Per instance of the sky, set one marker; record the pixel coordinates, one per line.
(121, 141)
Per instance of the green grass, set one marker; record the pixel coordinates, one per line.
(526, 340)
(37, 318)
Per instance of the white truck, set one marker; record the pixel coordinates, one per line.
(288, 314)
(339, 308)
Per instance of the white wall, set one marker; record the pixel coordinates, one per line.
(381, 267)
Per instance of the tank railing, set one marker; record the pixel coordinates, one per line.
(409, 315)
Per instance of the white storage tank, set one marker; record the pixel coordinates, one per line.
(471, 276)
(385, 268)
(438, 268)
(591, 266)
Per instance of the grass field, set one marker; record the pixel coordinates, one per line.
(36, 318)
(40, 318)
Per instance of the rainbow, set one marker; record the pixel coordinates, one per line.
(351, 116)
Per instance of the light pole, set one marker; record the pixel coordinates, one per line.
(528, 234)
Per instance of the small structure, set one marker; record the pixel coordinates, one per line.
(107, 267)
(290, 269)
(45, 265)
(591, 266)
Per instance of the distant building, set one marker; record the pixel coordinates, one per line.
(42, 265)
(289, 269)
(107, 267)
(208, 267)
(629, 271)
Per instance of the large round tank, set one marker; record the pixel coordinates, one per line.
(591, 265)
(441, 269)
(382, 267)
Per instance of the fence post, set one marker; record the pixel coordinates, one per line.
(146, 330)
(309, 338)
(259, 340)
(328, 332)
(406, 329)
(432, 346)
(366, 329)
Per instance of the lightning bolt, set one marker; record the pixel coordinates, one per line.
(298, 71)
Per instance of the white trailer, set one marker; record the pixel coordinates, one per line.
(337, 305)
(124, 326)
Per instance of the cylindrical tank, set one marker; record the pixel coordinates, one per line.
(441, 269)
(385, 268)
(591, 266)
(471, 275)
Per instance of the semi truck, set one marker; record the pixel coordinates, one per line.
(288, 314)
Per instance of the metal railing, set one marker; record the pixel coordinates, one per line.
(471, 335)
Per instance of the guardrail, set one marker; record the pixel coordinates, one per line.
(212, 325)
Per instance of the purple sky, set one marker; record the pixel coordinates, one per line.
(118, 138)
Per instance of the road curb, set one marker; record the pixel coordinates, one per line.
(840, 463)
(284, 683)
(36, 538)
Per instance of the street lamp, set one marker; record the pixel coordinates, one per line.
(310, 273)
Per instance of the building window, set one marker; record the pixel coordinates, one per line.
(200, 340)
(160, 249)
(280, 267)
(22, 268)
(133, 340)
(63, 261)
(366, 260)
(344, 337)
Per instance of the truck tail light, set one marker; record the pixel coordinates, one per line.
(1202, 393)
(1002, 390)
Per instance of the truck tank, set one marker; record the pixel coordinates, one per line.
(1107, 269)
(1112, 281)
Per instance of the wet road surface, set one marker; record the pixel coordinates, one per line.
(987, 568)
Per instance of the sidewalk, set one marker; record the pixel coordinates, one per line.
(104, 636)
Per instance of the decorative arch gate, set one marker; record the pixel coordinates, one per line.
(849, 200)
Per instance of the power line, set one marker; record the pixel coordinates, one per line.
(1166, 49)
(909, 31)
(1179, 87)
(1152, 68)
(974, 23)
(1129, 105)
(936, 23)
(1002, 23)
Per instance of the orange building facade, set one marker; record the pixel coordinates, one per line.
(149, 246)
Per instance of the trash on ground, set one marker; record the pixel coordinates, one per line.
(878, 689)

..........

- [Task directions]: Copy the data from the line with "Per instance of the grass" up to and including the line with "(1002, 390)", swapping "guardrail" for "guard rail" and keeping everything else unchanged.

- [Solution]:
Per instance of the grass field, set one marker; record the pixel coordinates, one per line.
(36, 318)
(40, 318)
Per instance of the rainbow, set one marker; record the pixel coordinates, one per line.
(351, 116)
Per instance of the light pole, set one marker; record the pixel coordinates, one per line.
(528, 234)
Per instance of the small structure, set one marker; record the pixel coordinates, one per line.
(107, 267)
(290, 269)
(45, 265)
(591, 266)
Per instance of the distant building, set one marker; record the pixel coordinates, one per line.
(42, 265)
(289, 269)
(107, 267)
(208, 267)
(629, 271)
Per instance of the large round tank, set one marker; record the pixel coordinates, one per line.
(591, 265)
(441, 269)
(382, 267)
Per instance of the fence post, set one marker; record the pixel coordinates, one per line.
(146, 330)
(309, 338)
(259, 340)
(328, 332)
(406, 329)
(432, 346)
(366, 329)
Per instance of the lightning bolt, set one marker; record the pixel coordinates, one per line.
(298, 71)
Per instance of the white trailer, set one marker; record the pixel coordinates, one per line.
(337, 305)
(124, 326)
Per instance of the cylindrical tank, set one marker; record the pixel coordinates, one per line.
(441, 269)
(385, 268)
(591, 266)
(471, 275)
Per instance of the semi truck, set one marker; record the pixel coordinates, one per line.
(288, 314)
Per instance of the metal railing, set one marker; record the pixel coordinates, one per line.
(471, 335)
Per instance of the guard rail, set one marker; record the pixel coordinates, one per line.
(212, 325)
Per instance of the purple sky, set one marker; record the pixel coordinates, one per line.
(118, 138)
Per instance of the road curb, set one marker; record the pixel coordinates, one per line.
(840, 463)
(284, 683)
(36, 538)
Per instance of the street lamp, set one marker; record the pixel coordinates, one per line.
(310, 273)
Per instance of the building window, set one marker; record the pixel coordinates, one per line.
(200, 340)
(160, 249)
(280, 267)
(22, 268)
(133, 340)
(63, 261)
(366, 260)
(344, 337)
Per instance of the truck tail light, set one marker; record the pixel coordinates, one per line.
(1202, 393)
(1002, 390)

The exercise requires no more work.